What is required: Leave every image out, and print the remaining lines below exactly.

Provided records:
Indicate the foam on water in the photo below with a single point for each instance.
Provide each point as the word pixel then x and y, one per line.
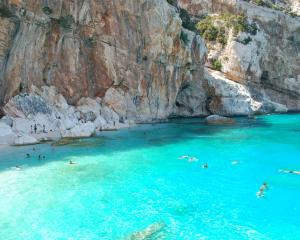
pixel 133 182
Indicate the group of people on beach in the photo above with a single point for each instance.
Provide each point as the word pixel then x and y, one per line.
pixel 193 159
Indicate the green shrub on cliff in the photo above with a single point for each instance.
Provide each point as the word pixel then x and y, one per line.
pixel 172 2
pixel 47 10
pixel 187 22
pixel 184 38
pixel 66 22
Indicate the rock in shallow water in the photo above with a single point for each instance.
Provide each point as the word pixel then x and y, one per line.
pixel 219 120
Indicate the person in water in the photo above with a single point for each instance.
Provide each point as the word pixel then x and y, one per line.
pixel 262 190
pixel 289 171
pixel 193 159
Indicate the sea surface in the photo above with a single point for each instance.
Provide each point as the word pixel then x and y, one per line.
pixel 135 184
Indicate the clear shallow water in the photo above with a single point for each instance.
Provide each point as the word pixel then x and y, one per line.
pixel 127 180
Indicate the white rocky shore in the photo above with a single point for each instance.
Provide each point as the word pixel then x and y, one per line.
pixel 44 114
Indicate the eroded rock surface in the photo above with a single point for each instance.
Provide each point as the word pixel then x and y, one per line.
pixel 130 53
pixel 75 67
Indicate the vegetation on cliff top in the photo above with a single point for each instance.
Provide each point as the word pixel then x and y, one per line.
pixel 216 27
pixel 273 5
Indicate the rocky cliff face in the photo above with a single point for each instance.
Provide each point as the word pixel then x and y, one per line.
pixel 139 58
pixel 264 59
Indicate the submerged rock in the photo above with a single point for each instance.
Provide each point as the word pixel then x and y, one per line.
pixel 219 120
pixel 150 232
pixel 83 130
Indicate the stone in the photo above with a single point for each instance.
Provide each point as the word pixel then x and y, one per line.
pixel 219 120
pixel 81 130
pixel 23 125
pixel 151 232
pixel 7 120
pixel 25 140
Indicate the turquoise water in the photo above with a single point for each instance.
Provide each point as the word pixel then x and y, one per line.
pixel 128 180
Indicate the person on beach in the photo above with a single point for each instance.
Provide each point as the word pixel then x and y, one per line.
pixel 289 171
pixel 262 190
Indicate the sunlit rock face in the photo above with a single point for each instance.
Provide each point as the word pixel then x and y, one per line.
pixel 130 53
pixel 138 61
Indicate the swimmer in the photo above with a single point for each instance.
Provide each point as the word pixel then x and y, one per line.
pixel 193 159
pixel 289 171
pixel 262 189
pixel 184 157
pixel 205 165
pixel 72 163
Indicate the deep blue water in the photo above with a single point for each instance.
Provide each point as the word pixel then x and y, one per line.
pixel 129 180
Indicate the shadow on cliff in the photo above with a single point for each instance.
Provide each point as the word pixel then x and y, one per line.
pixel 142 136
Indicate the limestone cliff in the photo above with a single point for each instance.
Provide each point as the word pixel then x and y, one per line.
pixel 145 59
pixel 256 46
pixel 134 53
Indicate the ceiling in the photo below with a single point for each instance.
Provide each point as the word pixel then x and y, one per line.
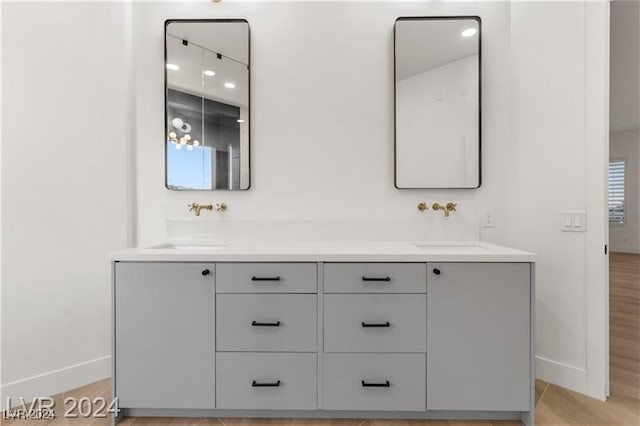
pixel 422 45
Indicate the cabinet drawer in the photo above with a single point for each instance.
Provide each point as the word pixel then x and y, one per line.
pixel 266 322
pixel 386 382
pixel 266 381
pixel 375 323
pixel 266 278
pixel 375 278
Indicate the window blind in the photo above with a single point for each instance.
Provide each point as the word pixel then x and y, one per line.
pixel 616 191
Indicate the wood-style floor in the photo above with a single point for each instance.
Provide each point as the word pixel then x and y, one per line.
pixel 554 405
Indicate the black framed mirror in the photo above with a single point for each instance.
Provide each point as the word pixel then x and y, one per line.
pixel 437 87
pixel 207 104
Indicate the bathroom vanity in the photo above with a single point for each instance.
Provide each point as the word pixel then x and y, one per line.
pixel 363 330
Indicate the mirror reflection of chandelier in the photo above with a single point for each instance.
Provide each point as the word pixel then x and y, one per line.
pixel 186 139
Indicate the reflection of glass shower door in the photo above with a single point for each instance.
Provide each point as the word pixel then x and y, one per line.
pixel 220 169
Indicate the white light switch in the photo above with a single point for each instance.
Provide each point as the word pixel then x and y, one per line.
pixel 573 221
pixel 488 218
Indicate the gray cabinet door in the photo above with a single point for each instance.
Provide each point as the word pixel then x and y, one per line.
pixel 478 344
pixel 164 335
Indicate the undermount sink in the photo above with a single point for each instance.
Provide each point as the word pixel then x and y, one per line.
pixel 203 246
pixel 450 245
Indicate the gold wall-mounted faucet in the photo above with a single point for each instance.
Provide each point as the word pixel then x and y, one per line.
pixel 197 208
pixel 446 209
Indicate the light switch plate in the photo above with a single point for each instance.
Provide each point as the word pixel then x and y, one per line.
pixel 488 218
pixel 573 221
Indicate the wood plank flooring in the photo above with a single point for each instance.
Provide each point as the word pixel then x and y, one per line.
pixel 554 405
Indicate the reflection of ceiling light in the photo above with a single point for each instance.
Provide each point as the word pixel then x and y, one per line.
pixel 469 32
pixel 185 140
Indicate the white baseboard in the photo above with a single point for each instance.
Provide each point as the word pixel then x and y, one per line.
pixel 55 382
pixel 567 376
pixel 633 250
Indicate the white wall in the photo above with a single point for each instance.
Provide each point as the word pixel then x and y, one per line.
pixel 322 114
pixel 555 157
pixel 626 237
pixel 63 195
pixel 625 116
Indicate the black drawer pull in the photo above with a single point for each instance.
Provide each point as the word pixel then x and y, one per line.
pixel 265 324
pixel 376 324
pixel 254 278
pixel 257 384
pixel 385 384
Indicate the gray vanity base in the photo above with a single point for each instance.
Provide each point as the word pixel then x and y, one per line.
pixel 322 414
pixel 215 339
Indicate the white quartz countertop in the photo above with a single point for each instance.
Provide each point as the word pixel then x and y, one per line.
pixel 323 251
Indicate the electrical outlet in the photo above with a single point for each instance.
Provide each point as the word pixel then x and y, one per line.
pixel 488 218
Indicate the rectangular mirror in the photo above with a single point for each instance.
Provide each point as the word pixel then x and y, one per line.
pixel 437 102
pixel 207 104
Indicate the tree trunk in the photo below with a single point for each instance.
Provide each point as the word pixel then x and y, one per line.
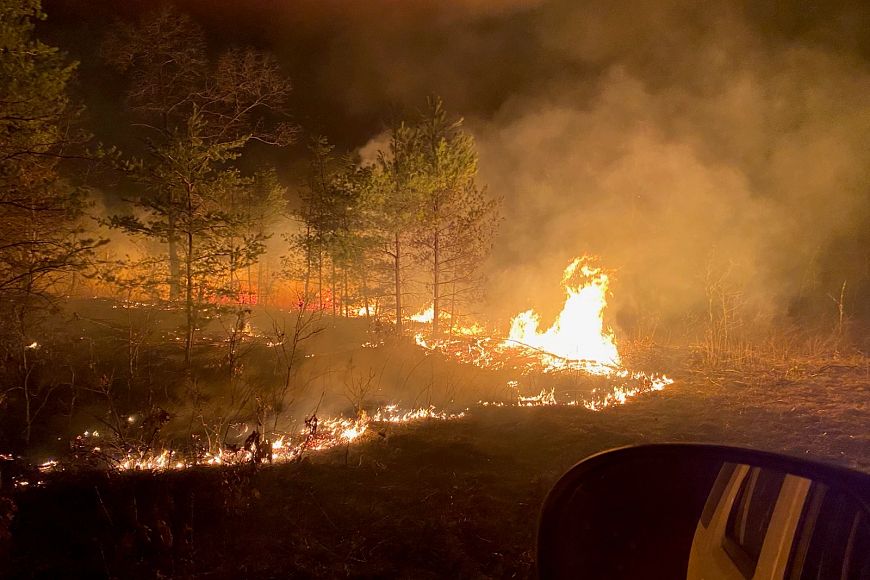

Solution to this task:
Indicate the foam on water in the photo below with a single point for each instance.
Provide each point as the word pixel then x and y, one per line.
pixel 133 182
Indicate the group of people on beach in the photo above with a single point for each instance.
Provide each point as the word pixel then x and y, one per line.
pixel 193 159
Indicate the green shrub on cliff in the photo above with a single point for each instance.
Provide each point as the word pixel then x and y, one per line.
pixel 172 2
pixel 47 10
pixel 187 22
pixel 184 38
pixel 66 22
Indicate the rock in shallow water in the photo above with a single point for each instance.
Provide each point as the word pixel then x and y, one per line.
pixel 219 120
Indicate the person in water in the photo above with a single point for each instance.
Provide each point as the word pixel then x and y, one per line.
pixel 262 190
pixel 289 171
pixel 193 159
Indicate the sea surface in the photo above with a single point for each instance.
Provide each point as the word pixel then x and y, one per line.
pixel 135 184
Indicate the clear shallow water in the photo above with a single point for each instance.
Provide each point as the word pixel then x and y, one per line.
pixel 127 180
Indicate the white rocky shore in the photo above with a single point for each instance.
Provide each point as the word pixel then x and y, one per line.
pixel 44 114
Indicate the eroded rock surface in the photo above with a single point for each instance.
Provide each point as the word pixel then x and y, one per line.
pixel 130 53
pixel 75 67
Indicate the vegetation on cliff top in the photo above with a single point for each instance.
Provide each point as the word pixel then x and y, one per line.
pixel 216 27
pixel 273 5
Indicate the rocky cliff face in the photo above with a single point for each instance.
Provide each point as the word pixel then x and y, one per line.
pixel 139 58
pixel 264 59
Indicate the submerged rock in the photo above with a single point for each instance.
Provide each point as the word pixel then x and y, one per line.
pixel 219 120
pixel 150 232
pixel 83 130
Indicate the stone in the photo above with a single point for each instance.
Provide each point as the word pixel then x and y, one per line.
pixel 219 120
pixel 81 130
pixel 23 125
pixel 151 232
pixel 7 120
pixel 25 140
Indicate the turquoise water in the photo above with a single point for each instance.
Provide each point as the word pixel then x and y, one per line.
pixel 128 180
Indicate the person on beach in the photo above with a single point for each instance.
Provide each point as the word pixel then x and y, one per line.
pixel 289 171
pixel 262 190
Indicate the sunlit rock face in the photo above with a single point for each instance.
Provide each point as the word pixel then x and y, one per line.
pixel 130 53
pixel 138 61
Indicate the swimmer in the photo above with a single point for each instance.
Provide each point as the word pixel then x and y, one per line.
pixel 193 159
pixel 289 171
pixel 262 189
pixel 184 157
pixel 205 165
pixel 72 163
Indicate the deep blue water in the photo above with a single point for each instance.
Provide each point as the word pixel then x and y, one per line.
pixel 129 180
Indicate the shadow on cliff in the photo above with a single point for each instance.
Provide each point as the word pixel then x and y, one per line.
pixel 142 136
Indicate the limestone cliff in the photo above with a single point for each instance.
Provide each point as the word pixel then x and y, one per line.
pixel 145 59
pixel 256 46
pixel 134 53
Indicate the ceiling in the photo below with a single point for each instance.
Provide each point as the word pixel then x and y, one per line.
pixel 422 45
Indicate the cabinet drawer in the photo above with a single point for each instance.
Provide each point as the word pixel then x and y, one per line.
pixel 266 322
pixel 386 382
pixel 266 381
pixel 375 323
pixel 266 278
pixel 375 278
Indicate the window blind in the photo above with a single point for each instance.
Provide each point as the word pixel then x and y, one per line.
pixel 616 191
Indicate the wood-style floor in the photo above with a single point for each instance.
Provide each point as the word pixel then x and y, one per line.
pixel 554 405
Indicate the black framed mirror in the photo above with a single point for each instance.
Provide each point as the word pixel then x and y, one per line.
pixel 437 87
pixel 207 104
Indicate the bathroom vanity in the photo above with a single point for each instance.
Provide each point as the word pixel then x and y, one per line.
pixel 363 330
Indicate the mirror reflection of chandelier in the photo above with a single point for each instance.
Provide each point as the word pixel then x and y, one per line.
pixel 186 139
Indicate the reflection of glass shower door in the photo above with a single point for each instance.
Provide each point as the word pixel then x and y, one per line.
pixel 220 169
Indicate the white light switch in the photo above with a single point for each instance.
Provide each point as the word pixel then x and y, one per line.
pixel 573 221
pixel 488 218
Indicate the gray cabinet door in the photo above with a single point for each instance.
Provide each point as the word pixel then x and y, one per line.
pixel 478 344
pixel 164 335
Indicate the undermount sink in the photo above with a single point for each instance.
Provide each point as the word pixel then x and y, one per line.
pixel 203 246
pixel 450 245
Indicate the gold wall-mounted faucet in the photo above with a single point for each instance.
Provide each point as the word pixel then x and y, one per line.
pixel 197 208
pixel 446 209
Indicate the light switch plate in the photo above with a single point for each instance.
Provide each point as the word pixel then x and y, one per line.
pixel 488 218
pixel 573 221
Indicate the wood plank flooring in the photo above with a single point for each instance.
Provide each point as the word pixel then x and y, one per line.
pixel 554 405
Indicate the reflection of ceiling light in the photo above with a single point for each instance.
Provide each point as the word pixel then x and y, one per line.
pixel 469 32
pixel 185 140
Indicate the white baseboard in the photo above with a single point for each instance.
Provide each point as the word pixel then x and y, one per line.
pixel 55 382
pixel 567 376
pixel 633 250
Indicate the white wall in the photo above with a single point for each instance.
Provide each point as the word pixel then x and y, one per line.
pixel 322 114
pixel 555 157
pixel 626 237
pixel 63 195
pixel 625 116
Indicate the black drawer pull in the photo above with a single point for each instance.
Provide each point as the word pixel then x and y, one per line.
pixel 265 324
pixel 376 324
pixel 254 278
pixel 257 384
pixel 385 384
Indicate the gray vanity base in the photo above with a single point for each instance.
Provide each point as the word pixel then x and y, one per line.
pixel 322 414
pixel 215 339
Indicate the white quartz countertop in the photo above with a single point for each instance.
Provide each point as the word pixel then x and y, one per line.
pixel 323 251
Indicate the electrical outlet in the photo above with a single point for each instance.
Provide each point as the word pixel then x and y, one per line.
pixel 488 218
Indicate the rectangular mirror in the photo above with a single point for each instance.
Provide each point as the word pixel then x and y, one per line.
pixel 437 102
pixel 207 104
Indicate the tree trunk in the photo below with a single point for each instance.
Provide each point as the word pixel then x and y, one per line.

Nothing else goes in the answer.